### Vorliegender Text:
-- -- --
Mit der Wahl des Klebstoffs und des Applikationsverfahrens für die Bekantung legt der Tischler und Schreiner nicht nur fest, welchen Belastungen das Werkstück standhält, sondern auch die Fugenoptik und die Betriebskosten. dds im Gespräch mit Prof. Dr. Klaus Pfuhl von der DHBW Mosbach.

Wie viele und welche Klebstoffsysteme sind heute für das Kantenanleimen relevant?

Vier, oder eigentlich nur noch drei: Es gibt den einfachen Klebstoff für Beanspruchungen im Wohnbereich EVA, für etwas höhere Temperatur- und Feuchtefestigkeiten Polyolefine (PO) und das noch hitze- und feuchtebeständigere Polyurethan (PUR). Der vierte Kleber spielt nur noch eine Nebenrolle: Die Polyolefine haben die zwar sehr hitzebeständigen aber bei Feuchte quellenden und im Schmelzbecken leicht verbrennenden Polyamide weitgehend verdrängt. Ab und zu finden sie jedoch noch Verwendung für schwierige Verklebungen, bei denen es auf eine besonders hohe Klebrigkeit ankommt, z. B. bei HPL-Kanten.
Was zeichnet denn den EVA-Klebstoff aus?
Die Festigkeiten reichen für eine Normalbeanspruchung im Wohnbereich völlig aus. Durch die niedrigere Erweichungstemperatur und das damit breitere Fenster für den Verklebungsprozess ist er etwas einfacher zu beherrschen als Polyolefin- oder PUR-Schmelzklebstoffe. Die Verarbeitungstemperatur von EVA liegt wie bei den Polyolefinen und den Polyamiden bei 180 bis 190 °C jedoch erstarrt er erst bei niedrigeren Temperaturen als PO. Bei EVA bleibt also mehr Zeit, bis die Kante angepresst sein muss.
Was gibt es bei PUR zu beachten?
Es ist nicht einfach, PUR in einem offenen Aufschmelzbecken zu verarbeiten. Wenn der Kleber aufgeschmolzen ist, sollte man ihn zügig aufbrauchen, bevor er in der Maschine mit der in der Luft enthaltenen Feuchtigkeit vernetzt. Es gibt hierfür, beispielsweise von Ima, kleine Aufschmelzgeräte. Sie bestehen aus einem Zylinder, der den PUR-Block aufnimmt und von unten aus nur soviel Klebstoff aufschmilzt wie benötigt. Dieser Aufbau schützt den noch nicht geschmolzene Kleber vor der Hitze und zögert die Vernetzung hinaus. Trotzdem ist das Verleimteil zum Schichtende aufwendig zu reinigen.
-- -- --
### Ausgelesene Daten:
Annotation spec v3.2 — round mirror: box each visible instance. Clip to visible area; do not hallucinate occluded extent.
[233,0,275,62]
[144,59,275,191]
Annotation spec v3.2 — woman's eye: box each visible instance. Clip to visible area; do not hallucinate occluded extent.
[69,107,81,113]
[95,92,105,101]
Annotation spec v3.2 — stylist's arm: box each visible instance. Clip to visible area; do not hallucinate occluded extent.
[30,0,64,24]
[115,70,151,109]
-- -- --
### Gestellte Aufgabe 1:
Beantworte zum Text über Kantenklebstoffe diese Fragen:
(a) Bei welcher Verarbeitungstemperatur liegt EVA?
(b) Welche Kanten werden als Beispiel für schwierige Verklebungen genannt, bei denen Polyamide noch verwendet werden?
(c) Womit vernetzt aufgeschmolzenes PUR in der Maschine?
### Gestellte Aufgabe 2:
Gib aus dem Text über Kantenklebstoffe das Stück von „Die Festigkeiten reichen“ bis „angepresst sein muss.“ wortgetreu aus.

### Ergebnis 1:
(a) Bei 180 bis 190 °C.
(b) HPL-Kanten.
(c) Mit der Feuchtigkeit in der Luft.

### Ergebnis 2:
Die Festigkeiten reichen für eine Normalbeanspruchung im Wohnbereich völlig aus. Durch die niedrigere Erweichungstemperatur und das damit breitere Fenster für den Verklebungsprozess ist er etwas einfacher zu beherrschen als Polyolefin- oder PUR-Schmelzklebstoffe. Die Verarbeitungstemperatur von EVA liegt wie bei den Polyolefinen und den Polyamiden bei 180 bis 190 °C jedoch erstarrt er erst bei niedrigeren Temperaturen als PO. Bei EVA bleibt also mehr Zeit, bis die Kante angepresst sein muss.